Start of Records shown

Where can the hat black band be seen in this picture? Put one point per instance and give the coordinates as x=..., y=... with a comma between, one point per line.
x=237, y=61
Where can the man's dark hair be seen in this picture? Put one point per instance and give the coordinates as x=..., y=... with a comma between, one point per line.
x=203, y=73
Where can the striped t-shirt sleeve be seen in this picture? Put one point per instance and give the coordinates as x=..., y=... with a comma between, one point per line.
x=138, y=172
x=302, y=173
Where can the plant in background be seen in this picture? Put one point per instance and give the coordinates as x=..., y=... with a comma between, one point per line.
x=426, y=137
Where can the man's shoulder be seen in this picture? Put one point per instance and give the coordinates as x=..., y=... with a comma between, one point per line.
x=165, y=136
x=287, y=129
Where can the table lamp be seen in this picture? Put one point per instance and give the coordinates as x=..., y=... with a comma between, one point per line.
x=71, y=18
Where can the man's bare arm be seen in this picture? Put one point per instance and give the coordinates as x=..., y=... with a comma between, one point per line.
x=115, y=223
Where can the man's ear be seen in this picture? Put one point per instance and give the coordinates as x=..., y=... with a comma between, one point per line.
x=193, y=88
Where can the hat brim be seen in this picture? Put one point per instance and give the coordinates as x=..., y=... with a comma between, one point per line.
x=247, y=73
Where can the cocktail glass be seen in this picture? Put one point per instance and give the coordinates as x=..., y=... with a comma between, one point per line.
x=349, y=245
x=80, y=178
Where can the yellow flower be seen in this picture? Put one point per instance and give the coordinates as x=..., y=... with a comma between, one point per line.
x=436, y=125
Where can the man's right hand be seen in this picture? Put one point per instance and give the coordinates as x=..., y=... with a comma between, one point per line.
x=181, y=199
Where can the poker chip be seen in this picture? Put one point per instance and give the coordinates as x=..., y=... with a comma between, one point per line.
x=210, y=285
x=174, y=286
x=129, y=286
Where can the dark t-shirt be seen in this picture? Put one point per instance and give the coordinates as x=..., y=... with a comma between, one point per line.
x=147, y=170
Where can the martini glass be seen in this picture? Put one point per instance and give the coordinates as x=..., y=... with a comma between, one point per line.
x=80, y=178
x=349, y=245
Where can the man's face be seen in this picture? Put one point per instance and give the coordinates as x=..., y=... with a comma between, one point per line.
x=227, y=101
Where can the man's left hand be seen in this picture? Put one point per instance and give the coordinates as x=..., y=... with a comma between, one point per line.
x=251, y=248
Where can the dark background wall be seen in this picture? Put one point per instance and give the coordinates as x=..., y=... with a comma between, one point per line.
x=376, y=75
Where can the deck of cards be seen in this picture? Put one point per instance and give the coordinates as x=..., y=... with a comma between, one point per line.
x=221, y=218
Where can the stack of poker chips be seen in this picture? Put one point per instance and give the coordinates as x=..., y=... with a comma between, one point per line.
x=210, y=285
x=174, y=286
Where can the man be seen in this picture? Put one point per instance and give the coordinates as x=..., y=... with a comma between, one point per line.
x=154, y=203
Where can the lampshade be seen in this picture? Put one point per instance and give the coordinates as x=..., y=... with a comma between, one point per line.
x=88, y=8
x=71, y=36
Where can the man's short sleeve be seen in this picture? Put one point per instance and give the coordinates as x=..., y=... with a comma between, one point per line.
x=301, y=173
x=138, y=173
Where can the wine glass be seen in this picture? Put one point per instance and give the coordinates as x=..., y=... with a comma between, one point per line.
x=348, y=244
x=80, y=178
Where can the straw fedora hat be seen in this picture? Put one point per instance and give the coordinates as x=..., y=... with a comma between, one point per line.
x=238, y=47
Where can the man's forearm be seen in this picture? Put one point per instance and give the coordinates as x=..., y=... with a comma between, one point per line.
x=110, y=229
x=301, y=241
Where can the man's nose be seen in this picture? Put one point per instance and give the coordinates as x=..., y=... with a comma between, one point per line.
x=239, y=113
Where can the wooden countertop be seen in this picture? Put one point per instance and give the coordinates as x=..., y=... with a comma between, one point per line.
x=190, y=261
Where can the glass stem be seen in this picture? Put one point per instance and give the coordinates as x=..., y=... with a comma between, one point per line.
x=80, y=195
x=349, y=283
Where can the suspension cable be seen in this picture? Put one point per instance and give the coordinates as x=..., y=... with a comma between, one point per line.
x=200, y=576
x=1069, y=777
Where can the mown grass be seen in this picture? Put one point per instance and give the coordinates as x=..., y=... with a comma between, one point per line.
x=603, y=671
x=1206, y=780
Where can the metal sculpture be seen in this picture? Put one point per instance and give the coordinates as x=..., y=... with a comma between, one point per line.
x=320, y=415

End of Records shown

▶ Problem statement: Using the data above, return each line exactly as written.

▶ Written solution:
Where can the hat black band be seen in this picture? Put one point per instance and give the coordinates as x=..., y=... with a comma between, one point per line.
x=237, y=61
Where can the man's dark hair be seen in this picture? Put one point per instance and give the coordinates as x=..., y=... with a comma between, one point per line.
x=203, y=73
Where can the striped t-shirt sleeve be seen in this picture? Put one point per instance and give the coordinates as x=..., y=... with a comma between, one point per line.
x=138, y=172
x=302, y=173
Where can the plant in background be seen in this picture? Put one point per instance and give the coordinates as x=..., y=... with a comma between, one point per line.
x=426, y=137
Where can the man's shoulder be seen in this picture? Put one point per instance and give the coordinates as x=..., y=... with a comma between, one point per line.
x=165, y=136
x=287, y=129
Where can the table lamp be seen in this picture? Put one point per instance and give the coordinates as x=..., y=... with a comma between, one point per line.
x=71, y=18
Where can the man's bare arm be seen in this picture? Put one point per instance and give the coordinates as x=..., y=... with a comma between, one point per line.
x=115, y=223
Where can the man's ear be seen in this picture? Put one point per instance and give the coordinates as x=..., y=... with a comma between, one point per line.
x=193, y=88
Where can the hat brim be seen in this picture? Put one point per instance and give the coordinates as x=..., y=... with a comma between, one point per line.
x=247, y=73
Where can the cocktail glass be seen in this picture? Put one point per instance and give the coordinates as x=..., y=... with a comma between, one point per line.
x=349, y=245
x=80, y=178
Where can the yellow flower be seen in this picture? Put one point per instance and give the coordinates as x=..., y=... with a comma between, one point per line.
x=436, y=125
Where can the man's right hand be seen in this picture? Put one point per instance and give the coordinates as x=..., y=... with a comma between, one point per line.
x=181, y=199
Where can the poker chip be seen in this picture? Put one point per instance and give the coordinates as x=..., y=... with a comma between, one point per line.
x=210, y=285
x=174, y=286
x=129, y=286
Where can the dark t-shirt be seen in this picture? Put one point per instance and give the coordinates as x=..., y=... with a comma between, one point per line.
x=147, y=170
Where can the martini glass be seen in this picture? Put one point per instance and give the coordinates as x=..., y=... with a comma between, one point per line.
x=80, y=178
x=349, y=245
Where can the man's face be seen in this picture? Put one point per instance and give the coordinates as x=..., y=... with a comma between, one point per line.
x=227, y=101
Where can the man's left hand be seen in this picture? Put one point per instance and give the coordinates as x=..., y=... with a comma between, one point per line.
x=251, y=248
Where can the dark background wall be seen in this picture? Put one point per instance and give the coordinates as x=..., y=... with a comma between, one point per line.
x=376, y=75
Where can the deck of cards be seen in this picture? Put one point per instance and give the coordinates as x=..., y=... with a comma between, one point per line.
x=221, y=218
Where can the stack of poker chips be seen in this picture? Put one point per instance and give the coordinates as x=..., y=... with a comma between, one point per line.
x=210, y=285
x=174, y=286
Where can the man be seen in this picture? Put one point per instance and give the coordinates as x=..., y=... with a comma between, one point per line.
x=154, y=203
Where can the lampshade be seen in this picture? Put one point per instance and give the coordinates as x=..., y=... with a comma between, one point per line.
x=88, y=8
x=71, y=36
Where can the man's short sleeve be seen in this picture? Put one point per instance and give the coordinates as x=..., y=... with a comma between, one point per line.
x=301, y=173
x=138, y=173
Where can the wine glass be seen in this picture? Put one point per instance and give the coordinates as x=..., y=... with a comma between, one point per line.
x=348, y=244
x=80, y=178
Where can the straw fedora hat be seen in this picture? Put one point per instance and give the coordinates as x=..., y=... with a comma between, one point per line.
x=238, y=47
Where can the man's forearm be seen in this picture? Put one point per instance and give the coordinates as x=..., y=... with a comma between, one point per line.
x=110, y=229
x=301, y=241
Where can the man's nose be seen in this picture? Put one point per instance and give the coordinates as x=..., y=... with a comma between, one point per line.
x=239, y=113
Where can the wooden countertop be seen in this picture? Put one point per instance and give the coordinates as x=..., y=... with a comma between, one point per line.
x=190, y=261
Where can the glass stem be seen in this picture? Put one point per instance and give the coordinates as x=..., y=... with a comma between, one point per line.
x=80, y=195
x=349, y=283
Where can the suspension cable be seen in this picture? Put one point per instance and give the coordinates as x=..., y=... with a comma between, one point per line.
x=200, y=576
x=1069, y=777
Where can the mown grass be seen in this picture? Put one point per instance and give the coordinates as x=..., y=... with a comma between, one point per line.
x=603, y=671
x=1206, y=780
Where can the metal sculpture be seen in this picture? Put one point per instance and give the coordinates as x=..., y=... with a comma between, one point per line.
x=320, y=415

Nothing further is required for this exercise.